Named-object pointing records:
|---|

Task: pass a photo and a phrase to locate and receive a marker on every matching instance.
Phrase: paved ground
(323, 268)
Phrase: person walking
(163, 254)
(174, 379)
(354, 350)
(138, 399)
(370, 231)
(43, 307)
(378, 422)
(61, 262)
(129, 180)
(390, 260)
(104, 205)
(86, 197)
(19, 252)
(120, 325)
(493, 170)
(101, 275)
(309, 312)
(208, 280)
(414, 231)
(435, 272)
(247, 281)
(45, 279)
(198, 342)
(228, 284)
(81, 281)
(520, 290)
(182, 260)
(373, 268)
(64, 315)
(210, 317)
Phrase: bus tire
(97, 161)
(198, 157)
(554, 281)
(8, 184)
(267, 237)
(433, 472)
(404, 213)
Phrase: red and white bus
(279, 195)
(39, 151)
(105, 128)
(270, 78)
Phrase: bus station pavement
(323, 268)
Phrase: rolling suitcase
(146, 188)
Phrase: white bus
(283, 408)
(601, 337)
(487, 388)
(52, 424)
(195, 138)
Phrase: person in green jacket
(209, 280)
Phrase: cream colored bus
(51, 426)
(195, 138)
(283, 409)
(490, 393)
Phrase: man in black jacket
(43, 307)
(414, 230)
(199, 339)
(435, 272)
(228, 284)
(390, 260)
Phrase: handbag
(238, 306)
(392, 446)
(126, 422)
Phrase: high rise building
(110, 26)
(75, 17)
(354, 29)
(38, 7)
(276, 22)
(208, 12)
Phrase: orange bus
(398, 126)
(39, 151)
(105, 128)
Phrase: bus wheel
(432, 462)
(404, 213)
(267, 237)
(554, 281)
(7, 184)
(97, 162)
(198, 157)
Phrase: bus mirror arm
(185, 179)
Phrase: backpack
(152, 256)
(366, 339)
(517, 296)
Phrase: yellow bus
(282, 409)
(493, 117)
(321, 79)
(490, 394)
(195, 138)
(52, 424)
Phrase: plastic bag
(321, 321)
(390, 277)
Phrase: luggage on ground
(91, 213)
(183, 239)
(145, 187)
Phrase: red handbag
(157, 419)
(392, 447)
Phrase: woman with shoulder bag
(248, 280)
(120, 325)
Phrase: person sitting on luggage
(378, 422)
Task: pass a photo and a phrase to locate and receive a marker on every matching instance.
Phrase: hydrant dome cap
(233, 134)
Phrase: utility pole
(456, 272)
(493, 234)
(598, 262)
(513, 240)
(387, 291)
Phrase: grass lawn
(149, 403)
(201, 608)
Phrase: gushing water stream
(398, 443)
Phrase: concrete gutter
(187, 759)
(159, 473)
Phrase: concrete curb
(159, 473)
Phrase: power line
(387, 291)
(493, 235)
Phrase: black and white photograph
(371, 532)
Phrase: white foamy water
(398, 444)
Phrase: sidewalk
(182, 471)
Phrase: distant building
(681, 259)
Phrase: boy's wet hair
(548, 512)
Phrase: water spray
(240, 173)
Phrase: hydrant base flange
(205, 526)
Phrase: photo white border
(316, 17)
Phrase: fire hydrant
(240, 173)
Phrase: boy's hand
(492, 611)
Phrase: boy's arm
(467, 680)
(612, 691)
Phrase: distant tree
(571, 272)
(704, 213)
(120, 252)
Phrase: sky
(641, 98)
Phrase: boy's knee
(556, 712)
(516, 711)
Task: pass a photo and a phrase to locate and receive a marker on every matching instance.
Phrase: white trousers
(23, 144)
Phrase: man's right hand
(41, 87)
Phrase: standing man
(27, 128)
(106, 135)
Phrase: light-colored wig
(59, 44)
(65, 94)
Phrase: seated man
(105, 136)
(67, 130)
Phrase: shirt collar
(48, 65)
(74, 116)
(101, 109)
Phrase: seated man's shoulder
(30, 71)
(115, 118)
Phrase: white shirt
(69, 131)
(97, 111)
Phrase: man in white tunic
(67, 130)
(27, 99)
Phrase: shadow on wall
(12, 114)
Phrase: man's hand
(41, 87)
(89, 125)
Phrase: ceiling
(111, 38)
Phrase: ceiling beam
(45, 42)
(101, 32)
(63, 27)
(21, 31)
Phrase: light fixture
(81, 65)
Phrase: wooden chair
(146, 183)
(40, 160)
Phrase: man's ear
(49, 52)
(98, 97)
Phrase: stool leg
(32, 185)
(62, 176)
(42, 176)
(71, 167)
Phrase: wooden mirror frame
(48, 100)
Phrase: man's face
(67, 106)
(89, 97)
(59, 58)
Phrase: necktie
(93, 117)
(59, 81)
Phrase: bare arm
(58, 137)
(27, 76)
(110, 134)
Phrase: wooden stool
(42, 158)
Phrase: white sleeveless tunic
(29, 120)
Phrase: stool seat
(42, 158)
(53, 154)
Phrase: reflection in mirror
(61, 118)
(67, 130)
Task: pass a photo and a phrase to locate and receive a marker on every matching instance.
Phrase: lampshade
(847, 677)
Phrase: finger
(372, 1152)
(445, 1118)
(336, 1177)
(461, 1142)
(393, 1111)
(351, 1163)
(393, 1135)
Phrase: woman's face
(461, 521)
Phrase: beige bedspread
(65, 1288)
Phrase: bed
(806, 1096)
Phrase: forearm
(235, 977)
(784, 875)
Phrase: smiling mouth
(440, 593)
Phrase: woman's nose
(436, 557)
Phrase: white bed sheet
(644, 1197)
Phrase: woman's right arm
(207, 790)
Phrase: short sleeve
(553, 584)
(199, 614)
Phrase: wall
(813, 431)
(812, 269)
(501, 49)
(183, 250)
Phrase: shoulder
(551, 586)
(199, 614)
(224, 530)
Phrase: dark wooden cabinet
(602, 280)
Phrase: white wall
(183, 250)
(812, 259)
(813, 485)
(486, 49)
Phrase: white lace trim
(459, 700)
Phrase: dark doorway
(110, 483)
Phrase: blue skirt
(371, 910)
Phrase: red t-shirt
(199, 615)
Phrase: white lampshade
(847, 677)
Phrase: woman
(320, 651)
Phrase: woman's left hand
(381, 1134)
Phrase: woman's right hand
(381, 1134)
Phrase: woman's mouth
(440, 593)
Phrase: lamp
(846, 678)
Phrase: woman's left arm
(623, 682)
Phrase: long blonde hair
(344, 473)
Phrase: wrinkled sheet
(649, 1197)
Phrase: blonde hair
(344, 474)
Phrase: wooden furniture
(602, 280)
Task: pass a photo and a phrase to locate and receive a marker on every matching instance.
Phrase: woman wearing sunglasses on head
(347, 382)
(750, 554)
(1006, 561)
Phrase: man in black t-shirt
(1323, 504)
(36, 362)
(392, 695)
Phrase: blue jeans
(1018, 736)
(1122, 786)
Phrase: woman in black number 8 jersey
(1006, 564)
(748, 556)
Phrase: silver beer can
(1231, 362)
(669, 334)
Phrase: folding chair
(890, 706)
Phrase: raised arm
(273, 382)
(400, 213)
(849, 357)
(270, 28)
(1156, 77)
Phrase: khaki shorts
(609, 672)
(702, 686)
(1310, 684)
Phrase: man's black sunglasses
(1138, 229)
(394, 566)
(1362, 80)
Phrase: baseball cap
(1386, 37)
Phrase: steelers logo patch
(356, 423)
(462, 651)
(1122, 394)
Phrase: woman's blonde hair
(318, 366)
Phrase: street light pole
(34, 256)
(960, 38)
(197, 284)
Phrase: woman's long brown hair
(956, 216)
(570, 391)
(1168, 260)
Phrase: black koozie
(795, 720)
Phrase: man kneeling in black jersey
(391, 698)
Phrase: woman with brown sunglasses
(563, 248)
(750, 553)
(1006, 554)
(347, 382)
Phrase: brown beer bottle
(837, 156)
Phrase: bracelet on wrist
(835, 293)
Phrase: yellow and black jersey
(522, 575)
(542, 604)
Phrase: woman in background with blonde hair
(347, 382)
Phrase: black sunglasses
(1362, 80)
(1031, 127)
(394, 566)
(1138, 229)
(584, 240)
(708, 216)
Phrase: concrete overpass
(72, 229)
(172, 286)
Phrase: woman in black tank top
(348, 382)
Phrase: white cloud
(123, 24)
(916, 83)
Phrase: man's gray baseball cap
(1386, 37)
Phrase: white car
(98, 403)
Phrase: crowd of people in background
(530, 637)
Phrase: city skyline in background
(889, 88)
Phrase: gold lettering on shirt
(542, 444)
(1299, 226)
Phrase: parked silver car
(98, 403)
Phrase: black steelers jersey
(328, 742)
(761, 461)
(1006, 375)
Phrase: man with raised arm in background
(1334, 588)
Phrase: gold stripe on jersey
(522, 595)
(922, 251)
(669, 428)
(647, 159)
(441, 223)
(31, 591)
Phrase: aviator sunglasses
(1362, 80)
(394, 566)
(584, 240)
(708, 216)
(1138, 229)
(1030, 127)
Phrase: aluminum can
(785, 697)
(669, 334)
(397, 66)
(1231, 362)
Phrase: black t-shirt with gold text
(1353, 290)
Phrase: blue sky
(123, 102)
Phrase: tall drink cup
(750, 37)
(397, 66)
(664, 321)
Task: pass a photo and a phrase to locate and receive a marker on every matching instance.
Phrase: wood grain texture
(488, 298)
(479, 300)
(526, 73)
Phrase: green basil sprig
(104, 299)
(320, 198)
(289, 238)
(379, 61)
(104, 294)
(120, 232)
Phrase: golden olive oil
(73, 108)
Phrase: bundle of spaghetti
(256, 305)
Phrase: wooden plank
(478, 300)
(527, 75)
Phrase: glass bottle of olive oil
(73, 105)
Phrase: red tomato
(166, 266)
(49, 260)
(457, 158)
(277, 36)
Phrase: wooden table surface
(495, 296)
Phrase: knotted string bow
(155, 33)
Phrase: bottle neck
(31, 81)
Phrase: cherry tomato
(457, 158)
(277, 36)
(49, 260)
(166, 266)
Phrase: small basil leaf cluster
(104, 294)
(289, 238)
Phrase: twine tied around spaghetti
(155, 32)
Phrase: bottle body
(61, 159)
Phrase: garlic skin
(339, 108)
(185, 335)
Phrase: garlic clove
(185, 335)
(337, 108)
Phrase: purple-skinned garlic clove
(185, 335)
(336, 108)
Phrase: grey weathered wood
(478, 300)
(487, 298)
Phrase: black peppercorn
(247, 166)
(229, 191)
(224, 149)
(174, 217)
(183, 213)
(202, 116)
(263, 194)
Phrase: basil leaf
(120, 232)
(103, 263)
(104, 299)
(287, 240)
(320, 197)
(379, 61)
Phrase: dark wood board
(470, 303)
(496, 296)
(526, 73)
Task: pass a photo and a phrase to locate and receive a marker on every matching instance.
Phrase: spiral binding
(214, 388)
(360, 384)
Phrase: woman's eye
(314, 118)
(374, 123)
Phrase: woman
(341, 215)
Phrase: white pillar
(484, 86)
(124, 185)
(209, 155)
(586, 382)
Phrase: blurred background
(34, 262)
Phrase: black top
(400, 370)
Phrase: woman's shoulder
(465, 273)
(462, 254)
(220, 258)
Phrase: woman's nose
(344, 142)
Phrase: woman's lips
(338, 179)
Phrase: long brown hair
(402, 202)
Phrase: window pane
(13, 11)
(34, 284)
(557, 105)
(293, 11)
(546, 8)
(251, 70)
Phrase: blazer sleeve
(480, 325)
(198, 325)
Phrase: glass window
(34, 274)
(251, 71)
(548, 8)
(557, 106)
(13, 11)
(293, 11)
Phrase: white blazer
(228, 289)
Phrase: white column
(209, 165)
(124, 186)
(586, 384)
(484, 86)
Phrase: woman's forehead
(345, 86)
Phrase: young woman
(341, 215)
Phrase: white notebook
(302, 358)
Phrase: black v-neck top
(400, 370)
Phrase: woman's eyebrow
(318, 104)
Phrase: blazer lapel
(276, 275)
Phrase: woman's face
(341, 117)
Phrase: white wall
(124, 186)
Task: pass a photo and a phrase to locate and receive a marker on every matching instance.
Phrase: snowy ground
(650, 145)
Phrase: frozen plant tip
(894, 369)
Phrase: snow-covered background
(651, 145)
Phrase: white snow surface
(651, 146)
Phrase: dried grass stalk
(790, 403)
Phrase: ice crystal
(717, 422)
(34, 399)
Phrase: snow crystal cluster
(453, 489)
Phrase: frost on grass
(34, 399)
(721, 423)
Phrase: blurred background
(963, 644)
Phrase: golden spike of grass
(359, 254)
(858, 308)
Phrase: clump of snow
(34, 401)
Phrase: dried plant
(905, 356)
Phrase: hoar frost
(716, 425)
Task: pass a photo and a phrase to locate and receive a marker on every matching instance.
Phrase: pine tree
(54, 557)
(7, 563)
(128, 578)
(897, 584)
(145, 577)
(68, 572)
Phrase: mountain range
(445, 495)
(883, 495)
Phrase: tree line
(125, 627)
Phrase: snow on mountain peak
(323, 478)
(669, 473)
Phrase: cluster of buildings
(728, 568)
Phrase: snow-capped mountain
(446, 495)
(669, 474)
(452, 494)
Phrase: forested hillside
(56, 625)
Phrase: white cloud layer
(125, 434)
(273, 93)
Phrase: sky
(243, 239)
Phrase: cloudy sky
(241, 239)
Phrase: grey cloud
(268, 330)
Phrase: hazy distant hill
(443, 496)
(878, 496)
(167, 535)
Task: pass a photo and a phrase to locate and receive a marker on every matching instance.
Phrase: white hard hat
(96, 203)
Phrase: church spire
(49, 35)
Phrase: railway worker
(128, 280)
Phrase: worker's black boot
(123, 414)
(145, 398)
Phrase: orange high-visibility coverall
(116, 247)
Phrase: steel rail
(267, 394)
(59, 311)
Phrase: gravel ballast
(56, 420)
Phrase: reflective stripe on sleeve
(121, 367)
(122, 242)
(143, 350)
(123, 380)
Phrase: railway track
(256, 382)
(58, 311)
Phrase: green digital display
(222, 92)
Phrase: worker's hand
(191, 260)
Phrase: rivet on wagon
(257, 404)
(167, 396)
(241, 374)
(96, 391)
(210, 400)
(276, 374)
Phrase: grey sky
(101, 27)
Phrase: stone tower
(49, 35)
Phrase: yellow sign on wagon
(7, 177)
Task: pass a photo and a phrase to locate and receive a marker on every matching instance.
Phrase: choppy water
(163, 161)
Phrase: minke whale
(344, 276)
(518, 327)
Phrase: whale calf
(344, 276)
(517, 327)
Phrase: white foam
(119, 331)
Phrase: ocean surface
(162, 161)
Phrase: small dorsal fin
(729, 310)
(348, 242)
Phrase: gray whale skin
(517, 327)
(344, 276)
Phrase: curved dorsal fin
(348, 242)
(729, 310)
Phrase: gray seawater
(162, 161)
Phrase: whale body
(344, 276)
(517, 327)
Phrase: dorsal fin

|---|

* _Aim_
Write out the entries verbatim, starting with the line that contains "Phrase: cloudy sky" and continuing through the last line of the entries.

* _Exercise response_
Phrase: cloudy sky
(241, 239)
Phrase: grey cloud
(268, 330)
Phrase: hazy distant hill
(443, 496)
(878, 496)
(167, 535)
Task: pass a photo and a phrase to locate and receive a marker on every matching instance.
Phrase: white hard hat
(96, 203)
Phrase: church spire
(49, 35)
Phrase: railway worker
(128, 280)
Phrase: worker's black boot
(123, 414)
(145, 398)
Phrase: orange high-visibility coverall
(116, 247)
Phrase: steel rail
(267, 394)
(59, 311)
Phrase: gravel ballast
(56, 420)
Phrase: reflective stripe on sleeve
(121, 367)
(122, 242)
(143, 350)
(123, 380)
Phrase: railway track
(256, 382)
(58, 311)
Phrase: green digital display
(222, 92)
Phrase: worker's hand
(191, 260)
Phrase: rivet on wagon
(257, 404)
(167, 396)
(241, 374)
(96, 391)
(210, 400)
(276, 374)
Phrase: grey sky
(101, 27)
Phrase: stone tower
(49, 35)
Phrase: yellow sign on wagon
(7, 177)
Task: pass a photo and a phrase to locate and receive a marker on every matching instance.
Phrase: choppy water
(163, 161)
Phrase: minke whale
(344, 276)
(518, 327)
Phrase: whale calf
(344, 276)
(517, 327)
Phrase: white foam
(119, 331)
Phrase: ocean surface
(162, 161)
Phrase: small dorsal fin
(729, 310)
(348, 242)
Phrase: gray whale skin
(517, 327)
(344, 276)
Phrase: curved dorsal fin
(348, 242)
(729, 310)
Phrase: gray seawater
(162, 161)
Phrase: whale body
(344, 276)
(517, 327)
Phrase: dorsal fin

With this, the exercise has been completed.